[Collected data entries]
=-=-=-=-=

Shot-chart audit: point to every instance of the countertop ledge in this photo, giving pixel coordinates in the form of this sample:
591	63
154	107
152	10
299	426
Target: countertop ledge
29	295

=-=-=-=-=

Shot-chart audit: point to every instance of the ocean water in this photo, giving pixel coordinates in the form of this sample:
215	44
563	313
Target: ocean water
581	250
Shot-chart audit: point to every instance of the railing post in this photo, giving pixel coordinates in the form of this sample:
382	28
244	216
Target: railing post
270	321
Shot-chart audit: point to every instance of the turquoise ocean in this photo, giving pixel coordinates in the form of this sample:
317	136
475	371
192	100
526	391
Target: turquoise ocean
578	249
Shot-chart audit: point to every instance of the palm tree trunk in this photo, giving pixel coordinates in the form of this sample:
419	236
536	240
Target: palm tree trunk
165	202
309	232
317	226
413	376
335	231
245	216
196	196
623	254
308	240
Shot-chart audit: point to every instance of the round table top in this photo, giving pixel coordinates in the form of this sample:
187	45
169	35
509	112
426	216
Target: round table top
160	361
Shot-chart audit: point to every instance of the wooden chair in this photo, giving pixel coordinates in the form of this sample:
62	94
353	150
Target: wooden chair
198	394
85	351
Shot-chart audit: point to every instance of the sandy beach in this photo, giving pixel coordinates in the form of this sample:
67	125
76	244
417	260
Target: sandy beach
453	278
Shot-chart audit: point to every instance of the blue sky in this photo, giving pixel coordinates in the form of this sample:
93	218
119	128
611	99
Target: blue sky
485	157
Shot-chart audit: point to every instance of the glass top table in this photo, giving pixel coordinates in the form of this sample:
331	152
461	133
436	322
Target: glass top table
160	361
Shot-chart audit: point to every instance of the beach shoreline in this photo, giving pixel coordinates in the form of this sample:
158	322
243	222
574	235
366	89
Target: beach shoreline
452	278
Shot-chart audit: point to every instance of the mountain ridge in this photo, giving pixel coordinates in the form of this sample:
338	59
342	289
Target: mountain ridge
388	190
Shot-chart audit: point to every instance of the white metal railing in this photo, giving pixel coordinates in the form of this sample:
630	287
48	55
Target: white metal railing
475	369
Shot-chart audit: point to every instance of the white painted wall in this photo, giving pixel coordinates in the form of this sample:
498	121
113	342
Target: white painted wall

=-=-=-=-=

TASK GOAL = Return word for word the lines above from the line with "Target: glass top table" to the line with "Shot-chart audit: point to every instance of the mountain", including both and leaving out all others.

TASK OUTPUT =
Target: glass top table
160	361
Shot-chart audit: point to every instance of the beach shoreline in this photo, giving pixel coordinates in the form of this sample:
158	322
243	222
574	235
366	89
Target: beach shoreline
452	278
Shot-chart audit: point to every instance of the mountain ridge in this photo, giving pixel coordinates in the form of this sample:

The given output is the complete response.